==== Records for the exercise ====

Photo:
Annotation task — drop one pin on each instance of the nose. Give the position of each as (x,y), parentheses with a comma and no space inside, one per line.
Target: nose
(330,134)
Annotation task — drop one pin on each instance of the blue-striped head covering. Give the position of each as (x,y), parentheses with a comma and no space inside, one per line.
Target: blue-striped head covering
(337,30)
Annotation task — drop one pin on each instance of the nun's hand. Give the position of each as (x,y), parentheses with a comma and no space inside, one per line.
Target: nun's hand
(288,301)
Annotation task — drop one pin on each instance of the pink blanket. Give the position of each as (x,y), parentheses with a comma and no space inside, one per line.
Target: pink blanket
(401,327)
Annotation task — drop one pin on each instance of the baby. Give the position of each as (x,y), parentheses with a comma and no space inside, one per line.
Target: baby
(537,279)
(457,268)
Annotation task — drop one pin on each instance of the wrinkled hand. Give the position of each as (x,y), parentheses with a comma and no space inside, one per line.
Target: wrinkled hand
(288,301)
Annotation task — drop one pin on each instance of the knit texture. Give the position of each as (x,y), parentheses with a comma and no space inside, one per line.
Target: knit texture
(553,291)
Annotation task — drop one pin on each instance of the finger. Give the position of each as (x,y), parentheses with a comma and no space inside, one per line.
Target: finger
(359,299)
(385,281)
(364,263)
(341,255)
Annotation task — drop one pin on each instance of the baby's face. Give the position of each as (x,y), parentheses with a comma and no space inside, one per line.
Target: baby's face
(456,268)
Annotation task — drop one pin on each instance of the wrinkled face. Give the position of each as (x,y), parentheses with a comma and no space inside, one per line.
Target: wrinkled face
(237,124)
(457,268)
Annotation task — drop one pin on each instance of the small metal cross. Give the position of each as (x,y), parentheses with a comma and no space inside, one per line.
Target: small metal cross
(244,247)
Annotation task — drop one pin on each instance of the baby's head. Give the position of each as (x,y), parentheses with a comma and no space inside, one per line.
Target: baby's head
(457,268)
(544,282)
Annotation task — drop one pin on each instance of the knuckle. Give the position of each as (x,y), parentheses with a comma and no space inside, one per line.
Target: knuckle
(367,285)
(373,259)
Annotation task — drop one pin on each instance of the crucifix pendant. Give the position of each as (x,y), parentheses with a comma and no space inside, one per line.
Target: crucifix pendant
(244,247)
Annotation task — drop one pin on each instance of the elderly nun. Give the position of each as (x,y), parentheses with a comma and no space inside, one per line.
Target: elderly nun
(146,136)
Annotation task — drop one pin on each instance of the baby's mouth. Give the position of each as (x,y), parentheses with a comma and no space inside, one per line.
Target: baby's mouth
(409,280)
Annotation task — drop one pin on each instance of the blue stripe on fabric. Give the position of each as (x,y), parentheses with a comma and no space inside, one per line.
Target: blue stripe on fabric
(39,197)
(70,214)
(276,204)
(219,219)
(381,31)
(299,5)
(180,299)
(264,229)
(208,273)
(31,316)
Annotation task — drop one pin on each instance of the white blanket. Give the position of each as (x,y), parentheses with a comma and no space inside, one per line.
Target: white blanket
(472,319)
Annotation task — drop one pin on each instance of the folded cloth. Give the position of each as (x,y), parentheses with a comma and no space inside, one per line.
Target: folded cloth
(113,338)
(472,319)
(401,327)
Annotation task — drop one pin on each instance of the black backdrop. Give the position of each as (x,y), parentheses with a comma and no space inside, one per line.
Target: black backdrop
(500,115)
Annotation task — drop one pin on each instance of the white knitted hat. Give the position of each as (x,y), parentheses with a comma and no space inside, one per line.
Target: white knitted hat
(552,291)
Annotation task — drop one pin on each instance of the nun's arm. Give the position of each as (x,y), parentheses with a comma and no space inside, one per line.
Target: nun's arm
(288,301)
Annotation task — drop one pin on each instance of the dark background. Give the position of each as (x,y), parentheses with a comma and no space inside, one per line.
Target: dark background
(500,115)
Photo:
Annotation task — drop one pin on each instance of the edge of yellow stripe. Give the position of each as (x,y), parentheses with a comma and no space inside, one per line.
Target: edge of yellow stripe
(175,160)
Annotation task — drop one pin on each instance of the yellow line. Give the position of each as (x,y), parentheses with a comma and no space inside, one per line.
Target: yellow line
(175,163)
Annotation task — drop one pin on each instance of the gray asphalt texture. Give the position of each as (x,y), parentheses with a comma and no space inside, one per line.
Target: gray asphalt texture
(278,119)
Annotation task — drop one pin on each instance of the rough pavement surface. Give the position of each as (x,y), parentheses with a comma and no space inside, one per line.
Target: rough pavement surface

====

# Work to do:
Please rewrite all of the material above with "drop one pin" replaced by "place one marker" wherever it occurs. Keep every other word and character as it is.

# Final result:
Photo:
Annotation task — place one marker on each instance of the nose. Give the position of each as (x,y), parentheses with a comma and no space inside, one per line.
Target: nose
(330,134)
Annotation task — place one marker on each instance of the blue-striped head covering. Give the position of each as (x,y), parentheses with a comma and no space inside, one per line.
Target: blue-striped head covering
(337,30)
Annotation task — place one marker on each instance of the nun's hand. Give the position of each as (x,y), parentheses with a comma and no space inside, one per line.
Target: nun's hand
(288,301)
Annotation task — place one marker on each instance of the pink blanket. Give the position of each as (x,y), parentheses with a comma and no space inside, one per line.
Target: pink blanket
(401,327)
Annotation task — place one marker on each instance of the baby. Give the position of each as (x,y), parentheses with a comma and no space inside, one per line.
Target: baby
(537,279)
(457,268)
Annotation task — place one marker on each instance of the wrinkled hand. Give the position of each as (x,y), parentheses with a comma and no space inside, one per line.
Target: wrinkled hand
(288,301)
Annotation task — place one marker on each instance of the knit texture. Give the position of each as (x,y), parentheses with a comma and no space inside, one per line.
Target: knit texture
(553,291)
Annotation task — place one marker on each instance of the finger. Give the position of each as (x,y), parentheses with a comma and no space inside, one per line.
Target: finger
(359,299)
(385,281)
(364,263)
(341,255)
Annotation task — place one marker on each instance of the baby's face. Give the position of each as (x,y), parentheses with a comma and no space inside, one per line.
Target: baby's face
(456,268)
Annotation task — place one marker on each instance of the wrinkled face. Give the position of each as (x,y), parentheses with a comma and no space inside, one per line.
Target: wrinkled face
(237,124)
(457,268)
Annotation task — place one marker on each instance of the small metal cross. Give the position of each as (x,y), parentheses with a comma and no space inside, one per line.
Target: small metal cross
(244,247)
Annotation task — place one marker on each instance of the baby's head. Give the position of each as (x,y), parentheses with a comma and no space inside, one per line.
Target: baby's head
(457,268)
(544,282)
Annotation task — place one marker on each instance of the knuckle. Give the position of each as (x,y), parentheses with a comma and no space inside, one per line.
Target: knuckle
(367,285)
(373,259)
Annotation task — place one marker on each instance of the crucifix pendant. Give the position of each as (x,y), parentheses with a comma and no space inside, one per line.
Target: crucifix pendant
(244,247)
Annotation task — place one marker on each instance of the elderly nun. Give the position of each as (x,y), parentheses with a comma and no space inside, one per line.
Target: elderly nun
(146,136)
Annotation task — place one marker on each instance of the baby's mouth. Give the position of each as (x,y), parentheses with a comma and no space inside, one per line.
Target: baby's mouth
(409,280)
Annotation task — place one marker on each instance of the blue stripe on fabric. Give the position of each as (x,y), parentheses with a comma and no space inside, one per line.
Target: blue stripe on fabric
(39,197)
(70,214)
(276,204)
(219,219)
(381,31)
(299,5)
(180,299)
(264,229)
(208,273)
(31,316)
Annotation task — place one marker on each instance of the white blanket. Give the position of each as (x,y), parentheses with a comma and no space inside, one per line.
Target: white blanket
(472,319)
Annotation task — place one marker on each instance of the folded cloth. Give the position of each as (x,y), parentheses with a comma and no space inside, one per line.
Target: folded cloth
(113,338)
(472,319)
(401,327)
Annotation task — place one marker on each instance of the black backdrop. Give the position of each as (x,y), parentheses with a comma and no space inside, one per line.
Target: black backdrop
(500,115)
Annotation task — place one marker on each instance of the white knitted hat. Give the position of each as (x,y), parentheses with a comma and no space inside, one per line.
Target: white knitted hat
(552,291)
Annotation task — place one marker on each instance of the nun's arm. Give the position of each as (x,y), parentheses with a comma and no space inside, one per line.
Target: nun's arm
(288,301)
Annotation task — place one marker on each instance of the dark background. Give the position of each as (x,y), parentheses with a comma and no space inside, one per line.
Target: dark background
(500,115)
Photo:
Annotation task — place one marker on each instance of the edge of yellow stripe. Give the position of each as (x,y), parentheses with a comma and no space inside, one per line.
Target: edge of yellow stripe
(175,160)
Annotation task — place one marker on each instance of the yellow line. Give the position of each as (x,y), parentheses with a comma and no space inside, one per line.
Target: yellow line
(175,163)
Annotation task — place one marker on each instance of the gray asphalt texture. Give the position of each as (x,y), parentheses with a comma and no space inside, one per line.
Target: gray asphalt texture
(278,119)
Annotation task — place one marker on each instance of the rough pavement surface. Give the position of each as (x,y), parentheses with a comma and no space inside, one per line.
Target: rough pavement surface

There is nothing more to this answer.